■ WORK INSTRUCTION
The answer must be a bare number: the count of lines below that contain "roof".

Start of Block

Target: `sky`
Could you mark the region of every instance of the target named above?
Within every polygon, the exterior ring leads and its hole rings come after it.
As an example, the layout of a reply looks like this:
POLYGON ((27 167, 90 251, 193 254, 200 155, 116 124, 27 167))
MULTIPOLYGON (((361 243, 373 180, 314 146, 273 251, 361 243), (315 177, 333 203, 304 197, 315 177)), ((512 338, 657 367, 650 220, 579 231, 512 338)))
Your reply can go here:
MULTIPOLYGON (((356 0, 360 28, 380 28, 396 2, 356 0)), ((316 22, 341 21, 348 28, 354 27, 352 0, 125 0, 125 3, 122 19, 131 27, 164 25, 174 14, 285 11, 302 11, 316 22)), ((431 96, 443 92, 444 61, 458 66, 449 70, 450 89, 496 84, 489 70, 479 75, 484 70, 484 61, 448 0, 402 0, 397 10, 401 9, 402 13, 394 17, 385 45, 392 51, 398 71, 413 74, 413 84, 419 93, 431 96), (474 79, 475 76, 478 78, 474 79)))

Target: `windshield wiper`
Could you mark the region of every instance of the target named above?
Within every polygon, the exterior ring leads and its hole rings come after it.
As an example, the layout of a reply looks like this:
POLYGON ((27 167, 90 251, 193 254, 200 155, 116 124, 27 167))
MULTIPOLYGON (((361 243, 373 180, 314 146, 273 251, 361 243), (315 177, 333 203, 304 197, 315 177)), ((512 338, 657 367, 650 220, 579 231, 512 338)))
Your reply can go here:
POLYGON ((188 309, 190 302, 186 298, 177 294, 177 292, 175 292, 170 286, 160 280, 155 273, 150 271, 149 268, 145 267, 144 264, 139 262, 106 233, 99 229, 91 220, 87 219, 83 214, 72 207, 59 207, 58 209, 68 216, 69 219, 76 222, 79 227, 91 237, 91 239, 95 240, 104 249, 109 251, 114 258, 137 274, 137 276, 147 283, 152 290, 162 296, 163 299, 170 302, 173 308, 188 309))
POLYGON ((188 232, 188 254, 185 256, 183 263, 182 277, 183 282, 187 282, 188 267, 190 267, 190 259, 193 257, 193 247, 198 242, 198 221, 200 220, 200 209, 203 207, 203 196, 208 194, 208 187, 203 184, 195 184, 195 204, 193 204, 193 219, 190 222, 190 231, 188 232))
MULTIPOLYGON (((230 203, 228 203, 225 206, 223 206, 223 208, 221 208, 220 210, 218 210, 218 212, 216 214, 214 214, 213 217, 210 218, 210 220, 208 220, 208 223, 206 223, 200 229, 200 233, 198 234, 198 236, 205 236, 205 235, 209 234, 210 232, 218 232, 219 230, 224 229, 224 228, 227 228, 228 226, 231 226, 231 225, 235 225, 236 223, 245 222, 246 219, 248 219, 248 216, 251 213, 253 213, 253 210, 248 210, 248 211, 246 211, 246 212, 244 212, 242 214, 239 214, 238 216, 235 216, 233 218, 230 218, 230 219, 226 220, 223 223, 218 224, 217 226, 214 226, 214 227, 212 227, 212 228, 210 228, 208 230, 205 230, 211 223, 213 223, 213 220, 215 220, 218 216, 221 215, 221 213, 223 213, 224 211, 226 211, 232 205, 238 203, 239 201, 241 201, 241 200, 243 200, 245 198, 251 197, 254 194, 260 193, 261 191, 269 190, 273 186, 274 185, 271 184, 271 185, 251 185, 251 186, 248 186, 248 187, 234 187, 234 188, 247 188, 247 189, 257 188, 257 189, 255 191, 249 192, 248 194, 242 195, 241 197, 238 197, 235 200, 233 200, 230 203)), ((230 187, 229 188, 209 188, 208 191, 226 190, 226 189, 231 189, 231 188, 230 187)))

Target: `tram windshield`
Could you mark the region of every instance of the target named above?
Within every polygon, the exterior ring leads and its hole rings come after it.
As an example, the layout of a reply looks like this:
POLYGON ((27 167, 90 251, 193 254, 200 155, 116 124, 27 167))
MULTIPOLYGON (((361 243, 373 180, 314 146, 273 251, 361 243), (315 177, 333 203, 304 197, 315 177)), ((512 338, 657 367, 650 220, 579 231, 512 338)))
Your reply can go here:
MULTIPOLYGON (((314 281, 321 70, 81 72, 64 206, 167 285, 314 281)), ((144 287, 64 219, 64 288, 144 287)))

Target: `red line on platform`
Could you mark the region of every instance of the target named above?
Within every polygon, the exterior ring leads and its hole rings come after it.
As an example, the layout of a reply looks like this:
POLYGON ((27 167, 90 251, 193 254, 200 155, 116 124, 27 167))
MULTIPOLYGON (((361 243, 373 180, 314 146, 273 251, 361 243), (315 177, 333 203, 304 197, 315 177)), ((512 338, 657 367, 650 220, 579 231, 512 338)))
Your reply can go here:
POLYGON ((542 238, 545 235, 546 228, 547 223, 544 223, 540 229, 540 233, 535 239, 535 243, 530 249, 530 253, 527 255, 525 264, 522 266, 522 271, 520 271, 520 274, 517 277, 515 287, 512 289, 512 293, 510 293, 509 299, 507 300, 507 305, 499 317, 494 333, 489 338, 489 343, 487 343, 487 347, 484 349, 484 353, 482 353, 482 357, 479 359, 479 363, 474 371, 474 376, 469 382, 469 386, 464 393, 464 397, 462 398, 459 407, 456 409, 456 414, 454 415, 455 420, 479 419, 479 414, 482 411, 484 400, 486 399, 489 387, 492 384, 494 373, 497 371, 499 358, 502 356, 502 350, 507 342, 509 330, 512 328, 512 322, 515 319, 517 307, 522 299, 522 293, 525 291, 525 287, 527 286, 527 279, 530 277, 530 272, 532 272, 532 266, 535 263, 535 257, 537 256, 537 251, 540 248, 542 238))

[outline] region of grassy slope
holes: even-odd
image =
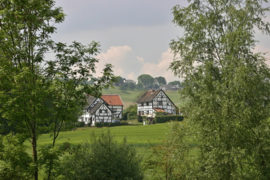
[[[119,90],[119,87],[115,86],[114,88],[104,89],[103,94],[119,94],[124,102],[124,109],[127,108],[130,104],[134,103],[136,100],[136,97],[141,93],[141,90],[128,90],[126,92],[123,92]],[[174,102],[176,106],[179,106],[181,104],[181,101],[179,99],[178,91],[166,91],[166,94],[169,96],[169,98]]]

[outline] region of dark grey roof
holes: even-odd
[[[151,90],[145,92],[136,102],[144,103],[152,101],[161,90]]]
[[[95,104],[95,106],[90,110],[90,113],[94,113],[96,112],[96,110],[103,104],[103,102],[98,102],[97,104]]]
[[[84,109],[88,109],[89,108],[89,106],[97,99],[97,98],[95,98],[94,96],[90,96],[90,95],[88,95],[87,97],[87,100],[86,100],[86,105],[85,105],[85,107],[84,107]]]

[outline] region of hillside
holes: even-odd
[[[174,102],[176,106],[181,104],[179,99],[178,91],[165,91],[169,98]],[[119,94],[124,102],[124,109],[127,108],[130,104],[136,101],[137,96],[142,93],[141,90],[128,90],[123,92],[119,89],[119,87],[115,86],[114,88],[104,89],[103,94]]]

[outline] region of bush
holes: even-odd
[[[113,127],[113,126],[124,126],[128,125],[127,122],[120,122],[120,123],[95,123],[96,127]]]
[[[169,115],[169,116],[155,116],[156,123],[165,123],[168,121],[183,121],[184,117],[179,115]]]
[[[138,122],[143,122],[143,118],[142,118],[142,116],[137,116],[137,120],[138,120]]]
[[[128,120],[134,120],[134,119],[138,119],[138,116],[129,116]]]
[[[72,156],[63,159],[62,179],[143,179],[142,159],[124,138],[119,144],[107,133],[92,134]]]
[[[85,122],[76,122],[75,123],[76,127],[84,127],[85,126]]]

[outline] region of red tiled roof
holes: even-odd
[[[101,98],[112,106],[124,106],[124,103],[119,95],[102,95]]]
[[[160,109],[160,108],[153,108],[155,111],[157,112],[165,112],[164,109]]]

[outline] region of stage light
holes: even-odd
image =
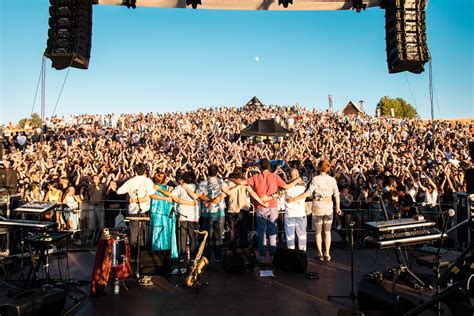
[[[365,9],[367,9],[367,4],[364,3],[364,0],[352,0],[352,10],[360,13],[361,10]]]
[[[193,9],[197,9],[198,5],[202,5],[201,0],[186,0],[186,6],[192,6]]]
[[[288,8],[288,4],[293,4],[293,0],[278,0],[278,5],[283,5],[284,8]]]

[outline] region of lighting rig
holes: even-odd
[[[201,0],[186,0],[186,6],[191,6],[193,9],[197,9],[198,5],[202,5]]]
[[[367,4],[364,3],[364,0],[352,0],[352,10],[356,10],[357,13],[367,9]]]
[[[282,5],[284,8],[288,8],[288,4],[293,4],[293,0],[278,0],[278,5]]]

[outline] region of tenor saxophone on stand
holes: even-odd
[[[209,264],[209,260],[207,260],[207,258],[202,255],[202,253],[204,252],[204,247],[206,246],[208,233],[207,231],[199,231],[199,230],[195,230],[195,232],[198,234],[204,235],[204,239],[199,245],[199,250],[196,255],[196,258],[194,259],[191,271],[189,271],[189,274],[186,277],[185,284],[188,287],[199,286],[199,278],[204,268]]]

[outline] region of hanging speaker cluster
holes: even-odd
[[[50,0],[45,56],[55,69],[87,69],[92,40],[92,0]]]
[[[426,41],[427,0],[387,0],[385,32],[390,73],[419,74],[430,59]]]

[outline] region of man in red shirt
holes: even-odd
[[[248,184],[258,194],[258,196],[265,202],[269,203],[268,207],[259,204],[253,200],[254,208],[257,216],[257,232],[258,232],[258,252],[260,263],[264,262],[266,250],[264,245],[265,233],[270,238],[270,258],[273,260],[273,255],[276,251],[276,236],[278,209],[277,200],[271,196],[277,193],[278,189],[288,190],[294,187],[301,178],[294,179],[291,183],[285,183],[279,175],[271,172],[270,161],[268,159],[261,159],[259,163],[260,173],[248,178],[245,181],[239,181],[239,184]]]

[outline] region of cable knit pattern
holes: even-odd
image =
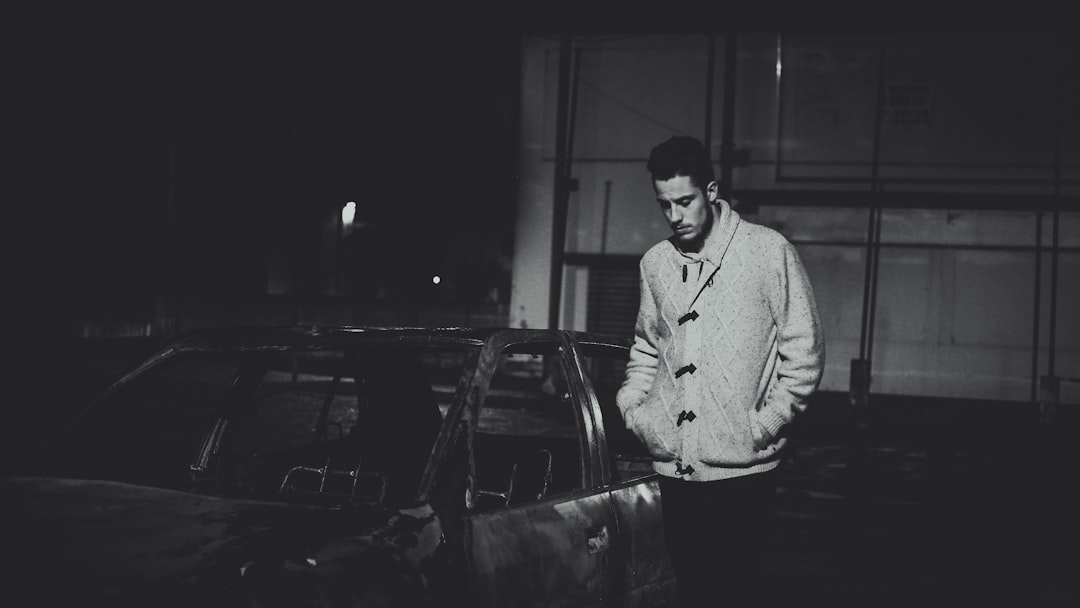
[[[694,481],[775,468],[787,443],[780,430],[806,409],[825,361],[794,246],[720,201],[700,255],[666,240],[640,270],[634,346],[616,401],[653,468]]]

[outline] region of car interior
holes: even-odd
[[[582,437],[554,345],[510,347],[492,375],[473,439],[476,508],[513,507],[581,489]]]
[[[453,399],[464,351],[369,353],[177,357],[117,393],[82,428],[85,441],[72,442],[60,458],[70,476],[218,496],[408,500]],[[474,508],[584,488],[583,427],[563,359],[555,343],[511,345],[500,355],[471,444]],[[615,380],[598,378],[617,479],[647,472],[633,442],[618,439],[624,429],[613,406]],[[90,448],[102,441],[116,449]]]
[[[410,498],[443,420],[420,354],[334,353],[319,365],[307,355],[306,371],[266,370],[249,406],[215,427],[232,429],[208,432],[192,466],[198,489],[320,504]]]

End of Block

■ FINISHED EXERCISE
2